▸ **EXERCISE REQUIREMENTS**:
All entries below must be output word for word, and the pictures left behind.

▸ **DATA RECORDS**:
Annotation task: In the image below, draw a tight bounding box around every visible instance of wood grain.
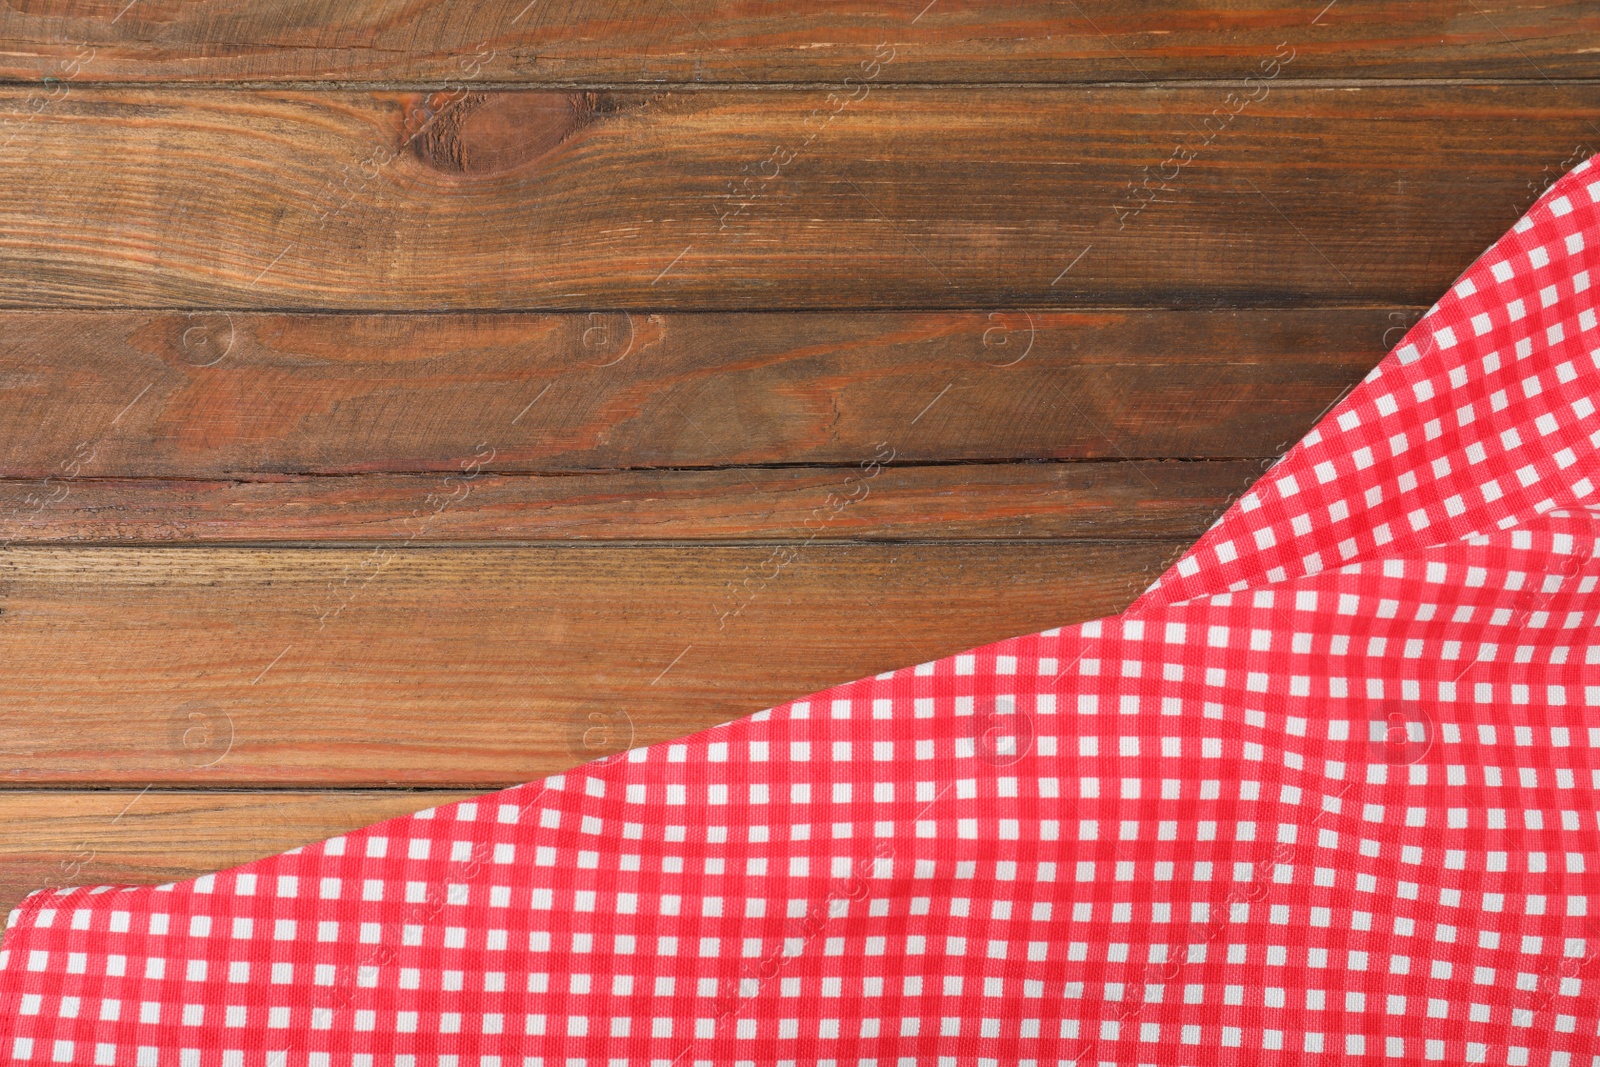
[5,0,1591,917]
[0,542,1179,786]
[0,87,1595,309]
[0,310,1385,478]
[0,1,1595,83]
[0,462,1262,544]
[0,791,476,921]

▸ **SOLUTION FOR THIS TASK**:
Annotation task: In the image below, draw a tight bounding box around every visible instance of wood grain.
[5,0,1591,917]
[0,542,1179,786]
[0,87,1595,309]
[0,310,1385,478]
[0,1,1595,83]
[0,462,1262,544]
[0,791,476,921]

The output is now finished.